*Short task:* Gather and copy out every line of the material below that contains the word "pool".

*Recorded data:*
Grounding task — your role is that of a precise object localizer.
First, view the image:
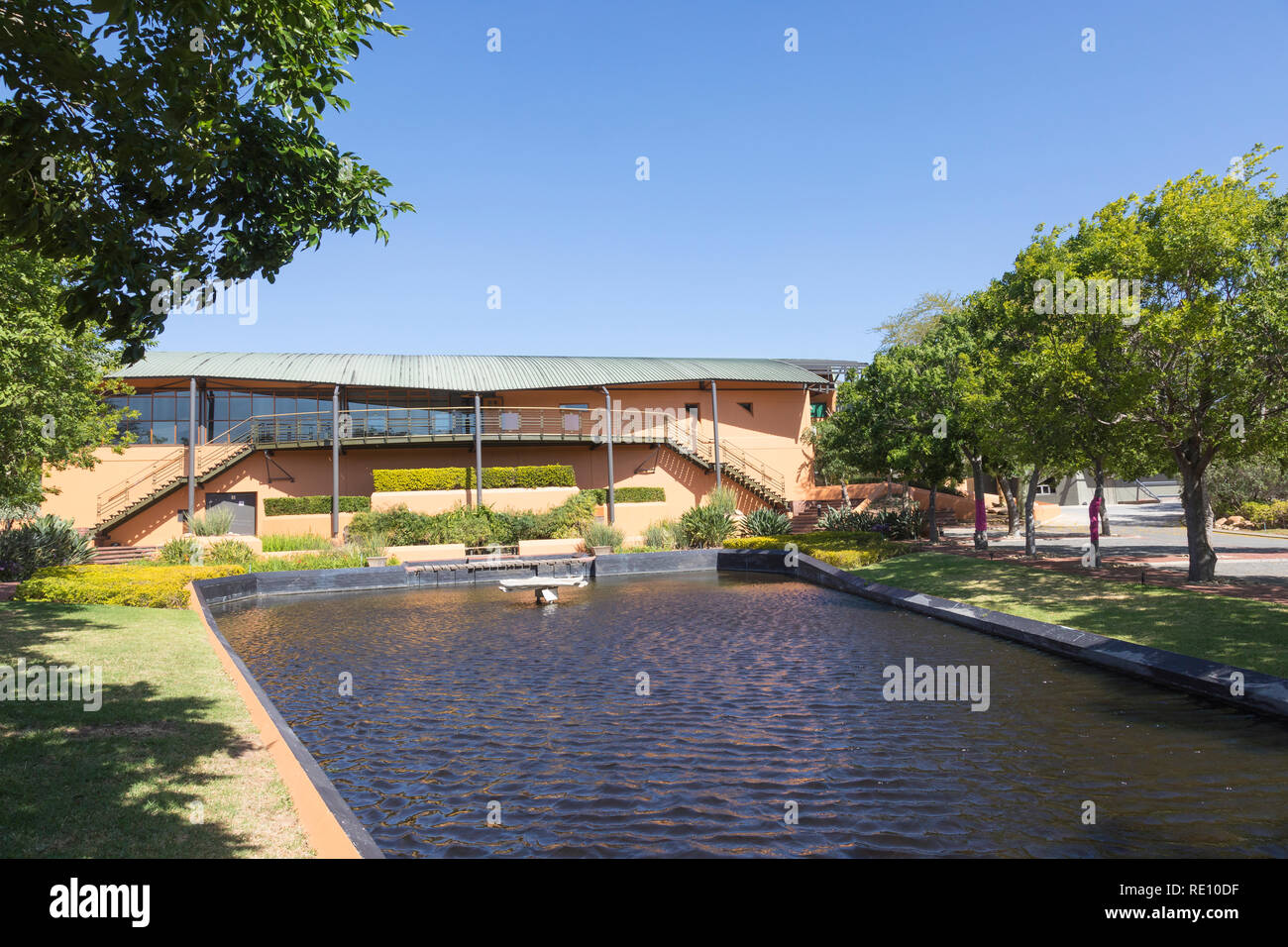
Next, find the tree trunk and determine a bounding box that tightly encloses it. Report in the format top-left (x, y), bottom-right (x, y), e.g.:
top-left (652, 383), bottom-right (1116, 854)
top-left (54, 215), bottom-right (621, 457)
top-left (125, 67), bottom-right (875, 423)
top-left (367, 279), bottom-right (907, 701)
top-left (970, 458), bottom-right (988, 549)
top-left (926, 483), bottom-right (939, 543)
top-left (1096, 458), bottom-right (1113, 536)
top-left (1024, 466), bottom-right (1042, 556)
top-left (1175, 438), bottom-right (1216, 582)
top-left (997, 476), bottom-right (1020, 536)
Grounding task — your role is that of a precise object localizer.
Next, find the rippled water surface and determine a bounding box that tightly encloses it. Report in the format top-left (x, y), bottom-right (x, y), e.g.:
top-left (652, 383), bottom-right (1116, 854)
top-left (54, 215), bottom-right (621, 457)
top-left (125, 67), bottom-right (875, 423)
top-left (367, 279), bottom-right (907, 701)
top-left (216, 574), bottom-right (1288, 856)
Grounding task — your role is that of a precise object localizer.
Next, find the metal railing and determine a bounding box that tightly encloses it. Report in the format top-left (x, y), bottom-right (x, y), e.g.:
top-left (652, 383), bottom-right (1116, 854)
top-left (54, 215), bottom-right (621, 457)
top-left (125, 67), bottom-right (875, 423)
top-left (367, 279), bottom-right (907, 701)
top-left (98, 406), bottom-right (786, 519)
top-left (98, 443), bottom-right (245, 520)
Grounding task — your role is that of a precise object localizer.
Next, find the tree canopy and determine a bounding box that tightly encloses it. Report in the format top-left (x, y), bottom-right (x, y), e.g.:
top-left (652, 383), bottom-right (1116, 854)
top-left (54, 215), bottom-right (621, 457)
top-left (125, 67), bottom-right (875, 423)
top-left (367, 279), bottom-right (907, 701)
top-left (0, 0), bottom-right (411, 361)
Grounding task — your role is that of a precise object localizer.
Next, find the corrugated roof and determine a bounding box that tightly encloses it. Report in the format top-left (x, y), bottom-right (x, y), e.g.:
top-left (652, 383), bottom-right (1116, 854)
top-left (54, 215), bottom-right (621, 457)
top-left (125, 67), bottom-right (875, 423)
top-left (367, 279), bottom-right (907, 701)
top-left (120, 352), bottom-right (824, 391)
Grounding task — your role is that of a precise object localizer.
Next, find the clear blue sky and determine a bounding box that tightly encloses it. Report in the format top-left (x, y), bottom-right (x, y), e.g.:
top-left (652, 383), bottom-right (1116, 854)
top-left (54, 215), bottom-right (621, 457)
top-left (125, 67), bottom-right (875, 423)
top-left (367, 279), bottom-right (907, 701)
top-left (153, 0), bottom-right (1288, 359)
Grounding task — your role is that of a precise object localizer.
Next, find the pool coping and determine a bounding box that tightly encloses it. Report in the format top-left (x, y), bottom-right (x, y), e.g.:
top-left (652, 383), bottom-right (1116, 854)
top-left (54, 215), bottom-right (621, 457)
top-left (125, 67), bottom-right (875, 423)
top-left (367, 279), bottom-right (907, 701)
top-left (188, 579), bottom-right (385, 858)
top-left (189, 549), bottom-right (1288, 858)
top-left (718, 550), bottom-right (1288, 719)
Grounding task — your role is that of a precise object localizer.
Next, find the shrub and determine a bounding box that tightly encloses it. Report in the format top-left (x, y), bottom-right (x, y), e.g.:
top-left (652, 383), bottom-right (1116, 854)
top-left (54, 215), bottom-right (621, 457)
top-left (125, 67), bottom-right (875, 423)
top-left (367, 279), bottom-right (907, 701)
top-left (14, 563), bottom-right (246, 608)
top-left (250, 544), bottom-right (371, 573)
top-left (724, 532), bottom-right (911, 570)
top-left (371, 464), bottom-right (577, 492)
top-left (265, 496), bottom-right (371, 517)
top-left (188, 509), bottom-right (233, 536)
top-left (348, 489), bottom-right (595, 546)
top-left (1239, 500), bottom-right (1288, 530)
top-left (818, 506), bottom-right (924, 540)
top-left (585, 487), bottom-right (666, 504)
top-left (581, 523), bottom-right (623, 552)
top-left (644, 519), bottom-right (680, 549)
top-left (158, 536), bottom-right (201, 566)
top-left (742, 506), bottom-right (793, 536)
top-left (0, 514), bottom-right (94, 582)
top-left (202, 540), bottom-right (255, 569)
top-left (261, 532), bottom-right (331, 553)
top-left (680, 506), bottom-right (735, 549)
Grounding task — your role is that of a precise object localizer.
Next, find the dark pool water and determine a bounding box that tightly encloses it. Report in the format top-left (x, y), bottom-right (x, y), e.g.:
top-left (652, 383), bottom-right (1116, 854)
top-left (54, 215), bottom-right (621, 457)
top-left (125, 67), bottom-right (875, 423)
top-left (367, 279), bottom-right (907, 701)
top-left (216, 574), bottom-right (1288, 857)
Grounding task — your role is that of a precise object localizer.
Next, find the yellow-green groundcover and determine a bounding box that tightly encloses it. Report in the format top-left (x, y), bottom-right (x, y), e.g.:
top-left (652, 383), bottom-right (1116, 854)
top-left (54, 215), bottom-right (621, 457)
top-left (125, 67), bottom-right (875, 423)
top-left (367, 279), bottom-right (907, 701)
top-left (14, 563), bottom-right (246, 608)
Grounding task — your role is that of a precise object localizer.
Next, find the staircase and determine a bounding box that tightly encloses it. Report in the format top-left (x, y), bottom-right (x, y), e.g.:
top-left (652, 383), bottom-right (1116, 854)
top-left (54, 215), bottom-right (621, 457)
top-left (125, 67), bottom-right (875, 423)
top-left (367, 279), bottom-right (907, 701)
top-left (664, 417), bottom-right (787, 507)
top-left (94, 442), bottom-right (255, 533)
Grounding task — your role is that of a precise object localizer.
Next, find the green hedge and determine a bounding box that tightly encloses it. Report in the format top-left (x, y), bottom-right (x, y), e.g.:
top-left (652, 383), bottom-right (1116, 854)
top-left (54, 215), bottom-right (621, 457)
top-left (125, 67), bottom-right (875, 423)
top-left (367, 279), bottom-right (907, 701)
top-left (14, 563), bottom-right (246, 608)
top-left (587, 487), bottom-right (666, 502)
top-left (371, 464), bottom-right (577, 492)
top-left (265, 496), bottom-right (371, 517)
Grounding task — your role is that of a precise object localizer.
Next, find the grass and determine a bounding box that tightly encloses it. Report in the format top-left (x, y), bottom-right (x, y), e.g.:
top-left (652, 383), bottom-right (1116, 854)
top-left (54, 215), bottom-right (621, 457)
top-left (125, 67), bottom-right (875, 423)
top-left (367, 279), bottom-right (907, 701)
top-left (854, 553), bottom-right (1288, 677)
top-left (261, 532), bottom-right (331, 553)
top-left (0, 601), bottom-right (312, 858)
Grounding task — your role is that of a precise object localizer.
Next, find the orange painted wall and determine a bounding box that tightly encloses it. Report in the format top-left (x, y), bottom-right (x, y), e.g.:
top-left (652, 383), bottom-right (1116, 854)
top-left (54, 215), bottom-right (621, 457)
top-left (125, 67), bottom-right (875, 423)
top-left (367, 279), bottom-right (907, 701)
top-left (44, 382), bottom-right (812, 545)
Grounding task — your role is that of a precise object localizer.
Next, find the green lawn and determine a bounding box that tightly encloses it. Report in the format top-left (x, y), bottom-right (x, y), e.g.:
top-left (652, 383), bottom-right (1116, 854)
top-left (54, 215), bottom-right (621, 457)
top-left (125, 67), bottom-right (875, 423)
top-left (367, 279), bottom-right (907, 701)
top-left (854, 553), bottom-right (1288, 677)
top-left (0, 601), bottom-right (312, 858)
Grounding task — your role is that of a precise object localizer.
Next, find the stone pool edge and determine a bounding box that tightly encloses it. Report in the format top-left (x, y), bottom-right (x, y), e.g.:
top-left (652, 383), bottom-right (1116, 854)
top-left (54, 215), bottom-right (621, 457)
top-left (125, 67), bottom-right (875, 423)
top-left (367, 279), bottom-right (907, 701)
top-left (188, 582), bottom-right (385, 858)
top-left (717, 550), bottom-right (1288, 720)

*In response:*
Next, find the pool coping and determine a bounding box that tightly encloses it. Report in the format top-left (x, y), bottom-right (x, y), e.g.:
Next, find the dark pool water and determine a bounding box that tightly encloses it. Report in the format top-left (x, y), bottom-right (x, y), e.g.:
Next, find the stone pool edge and determine a bounding box that tightly encloses it. Report in the format top-left (x, y), bottom-right (x, y), e.g.:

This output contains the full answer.